------ Records shown ------

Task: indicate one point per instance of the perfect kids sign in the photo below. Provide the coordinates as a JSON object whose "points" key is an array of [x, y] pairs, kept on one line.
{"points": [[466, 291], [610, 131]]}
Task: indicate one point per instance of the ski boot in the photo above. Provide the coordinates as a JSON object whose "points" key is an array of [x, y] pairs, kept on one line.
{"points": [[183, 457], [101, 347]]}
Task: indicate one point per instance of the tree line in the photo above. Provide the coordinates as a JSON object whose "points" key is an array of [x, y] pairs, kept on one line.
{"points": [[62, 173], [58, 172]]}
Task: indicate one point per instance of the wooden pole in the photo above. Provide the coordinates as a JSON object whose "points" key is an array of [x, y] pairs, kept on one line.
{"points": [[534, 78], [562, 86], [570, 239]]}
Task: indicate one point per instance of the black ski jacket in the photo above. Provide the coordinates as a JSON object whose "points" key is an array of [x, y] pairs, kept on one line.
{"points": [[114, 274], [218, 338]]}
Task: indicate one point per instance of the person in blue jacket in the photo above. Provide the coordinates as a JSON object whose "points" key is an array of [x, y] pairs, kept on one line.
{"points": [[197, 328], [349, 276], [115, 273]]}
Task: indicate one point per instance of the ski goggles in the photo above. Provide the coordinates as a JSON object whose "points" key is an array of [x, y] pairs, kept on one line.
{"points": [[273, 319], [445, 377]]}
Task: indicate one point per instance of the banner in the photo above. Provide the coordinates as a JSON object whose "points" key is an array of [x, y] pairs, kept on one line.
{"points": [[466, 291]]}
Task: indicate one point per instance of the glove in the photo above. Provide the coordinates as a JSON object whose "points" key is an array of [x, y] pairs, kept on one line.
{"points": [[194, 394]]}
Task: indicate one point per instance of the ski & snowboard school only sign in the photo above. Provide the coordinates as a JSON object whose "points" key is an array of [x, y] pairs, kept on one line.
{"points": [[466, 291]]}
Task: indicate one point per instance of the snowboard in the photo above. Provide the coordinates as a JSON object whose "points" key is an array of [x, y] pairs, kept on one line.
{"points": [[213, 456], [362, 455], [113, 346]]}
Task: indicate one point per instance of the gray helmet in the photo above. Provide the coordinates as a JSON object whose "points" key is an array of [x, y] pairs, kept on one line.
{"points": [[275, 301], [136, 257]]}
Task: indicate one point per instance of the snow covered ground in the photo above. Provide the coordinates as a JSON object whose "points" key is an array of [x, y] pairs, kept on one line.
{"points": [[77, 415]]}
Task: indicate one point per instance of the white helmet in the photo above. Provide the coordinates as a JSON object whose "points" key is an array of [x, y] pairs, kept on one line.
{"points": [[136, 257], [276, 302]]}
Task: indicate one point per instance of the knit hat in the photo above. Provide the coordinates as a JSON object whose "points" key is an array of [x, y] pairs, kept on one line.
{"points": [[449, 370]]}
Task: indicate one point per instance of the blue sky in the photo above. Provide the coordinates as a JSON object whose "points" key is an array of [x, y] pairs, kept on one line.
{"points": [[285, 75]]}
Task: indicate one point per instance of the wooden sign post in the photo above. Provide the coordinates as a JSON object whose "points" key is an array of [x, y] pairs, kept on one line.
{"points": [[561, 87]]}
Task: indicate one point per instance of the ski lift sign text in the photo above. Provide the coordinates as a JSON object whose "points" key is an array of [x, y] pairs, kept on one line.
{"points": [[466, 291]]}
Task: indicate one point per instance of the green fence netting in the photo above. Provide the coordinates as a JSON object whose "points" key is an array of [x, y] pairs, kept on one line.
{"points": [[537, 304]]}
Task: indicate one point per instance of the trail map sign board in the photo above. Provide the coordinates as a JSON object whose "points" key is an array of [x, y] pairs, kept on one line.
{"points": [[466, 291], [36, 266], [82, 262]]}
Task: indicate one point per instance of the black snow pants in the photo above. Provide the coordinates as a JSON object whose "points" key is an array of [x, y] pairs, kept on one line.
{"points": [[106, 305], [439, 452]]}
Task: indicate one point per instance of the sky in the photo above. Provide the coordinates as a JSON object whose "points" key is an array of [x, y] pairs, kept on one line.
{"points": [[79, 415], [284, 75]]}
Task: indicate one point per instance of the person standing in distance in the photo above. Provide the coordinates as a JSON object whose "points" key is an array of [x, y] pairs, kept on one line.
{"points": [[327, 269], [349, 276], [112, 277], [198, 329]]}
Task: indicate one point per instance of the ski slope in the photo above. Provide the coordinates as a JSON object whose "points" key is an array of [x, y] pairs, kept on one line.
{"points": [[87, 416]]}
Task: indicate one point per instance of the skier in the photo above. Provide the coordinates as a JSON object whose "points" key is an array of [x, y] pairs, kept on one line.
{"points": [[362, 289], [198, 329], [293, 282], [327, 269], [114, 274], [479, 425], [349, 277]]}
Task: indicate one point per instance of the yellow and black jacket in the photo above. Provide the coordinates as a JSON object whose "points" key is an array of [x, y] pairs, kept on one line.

------

#### [What you need to do]
The records above must be output exactly, in full.

#### [Task result]
Task: indicate one point per instance of the perfect kids sign in the photo below. Provide the coordinates as a JSON object whose "points" key is an array of [x, y] pairs, kept on one line.
{"points": [[466, 291], [610, 131]]}
Task: indicate one point per instance of the ski boot in the photo above. Provide the coordinates as a JSON object whose "points" key is an array of [x, y] pairs, kept on one line.
{"points": [[183, 457], [101, 347]]}
Task: indicate one point per instance of the tree line in the photo above. Provide the coordinates as a JSON object whose "points" key is an array of [x, y] pairs, kept on one line.
{"points": [[62, 173], [58, 172]]}
Task: indicate one point per instance of the wooden pole in the photo above. Provide the coordinates as a JSON object whose "points" key is an array of [x, y] pairs, kept on one line.
{"points": [[534, 78], [562, 86], [570, 239]]}
Task: indicate one point per instance of the black ski jacket in the photo above. Provide the coordinates as a JSON object whose "points" key is an array of [x, y] pairs, kept on one line.
{"points": [[114, 274], [218, 338]]}
Task: indicate one point per instance of the person in blue jacket in the photo above. Provide the coordinates as a JSON object whose "points" key is an array of [x, y] pairs, kept on one line.
{"points": [[197, 328], [349, 276], [115, 273]]}
Task: indicate one point per instance of the ski goggles in the photo above. Provide the coordinates as a JSON object whose "points" key is an array of [x, y] pairs, kept on one line.
{"points": [[273, 319], [445, 377]]}
Task: indicate one point per instance of the banner in the photo above. Provide the coordinates as a JSON object whose "points" key is an array of [x, y] pairs, kept on one line.
{"points": [[466, 291]]}
Task: indicate one point per instance of the glove in the photo above. Provide the coordinates as a JSON object whose "points" key is an array of [x, y] pairs, kept on one line.
{"points": [[194, 394]]}
Task: indicate one point per instance of the ski & snowboard school only sign in the photo above. Provide the coordinates as a JSON object whose "points" key is an array of [x, y] pairs, kept on one line.
{"points": [[466, 291]]}
Task: indicate one point per instance of the snowboard in the photo above. Provide the coordinates as a JSON object whose "points" key is an array of [x, y] pairs, kept on one line.
{"points": [[213, 456], [362, 455], [113, 346]]}
Task: indicate one point per instance of the gray helmet in the photo above. Provide the coordinates as a JSON object whose "points" key is an array of [x, y] pairs, kept on one line.
{"points": [[275, 301], [136, 257]]}
Task: indicate one point per instance of the snow covered ground in the photo above. Provide the coordinates as a JSON object whose "points" key is an array of [x, y] pairs, kept on one line.
{"points": [[77, 415]]}
Task: indicate one point per instance of the white helmet in the photo above. Provide the coordinates as a JSON object whose "points" key is an array of [x, y] pairs, kept on one line.
{"points": [[136, 257], [276, 302]]}
Task: indicate one point per instance of the knit hat in the photo above. Provide the coordinates as a JSON object whose "points" key is an array of [x, y] pairs, kept on one line.
{"points": [[449, 370]]}
Task: indicate one point per instance of the blue sky in the photo above. Provide the coordinates as a JSON object whose "points" key is an array of [x, y] pairs, kept on one line.
{"points": [[285, 75]]}
Task: indicate one point per instance of the wooden sign post in the photo above. Provide the coordinates as a JSON object whose "points" key is an array of [x, y] pairs, kept on one line.
{"points": [[561, 87]]}
Task: indicate one point per instance of the ski lift sign text in the photo above. Provide the coordinates as a JSON object whose "points" key is an array of [x, y] pairs, kept on one line.
{"points": [[466, 291]]}
Task: indicate one point per instance of the green fence netting in the photo above. Provide the coordinates as a JSON object whose "points" key is an array of [x, y] pairs, kept on one line.
{"points": [[537, 304]]}
Task: indicate one point per instance of the trail map sign board in the photo above. Provide the coordinates as a JSON object whose "points" key is an array of [x, y] pairs, kept on one line.
{"points": [[466, 291], [36, 266], [82, 262]]}
Task: indicate one point per instance of the black snow pants in the photo above. Provide the coordinates as a JSON object whose "points" key is an array of [x, y] pairs, kept on one line.
{"points": [[106, 305], [439, 452]]}
Task: indicate one point per instance of the sky in the photo above. Provide the coordinates as a JSON object whose "points" key is an array of [x, y] pairs, kept on one line.
{"points": [[79, 415], [284, 75]]}
Task: indicate one point per instance of the person standing in distance in the photo above. Provide the coordinates as a JSON object whose "points" key is an array of [x, y] pairs, kept on one line.
{"points": [[327, 269], [349, 276], [112, 277], [198, 329]]}
Task: indicate one point per instance of the ski slope in the photo above. Provide the coordinates as a JSON object whose "points" key is an array of [x, y] pairs, kept on one line.
{"points": [[87, 416]]}
Task: indicate one point per instance of the skier in the photo above. Provide the coordinates as a JSON object whose "points" key is an array of [x, y] pairs, kept on one line.
{"points": [[362, 289], [198, 329], [293, 282], [327, 269], [114, 274], [479, 425], [349, 277]]}
Task: indicate one point per instance of the yellow and black jacket in the photo above. Provide the coordinates as a JSON object whose "points" key is an array of [x, y] pairs, kept on one line.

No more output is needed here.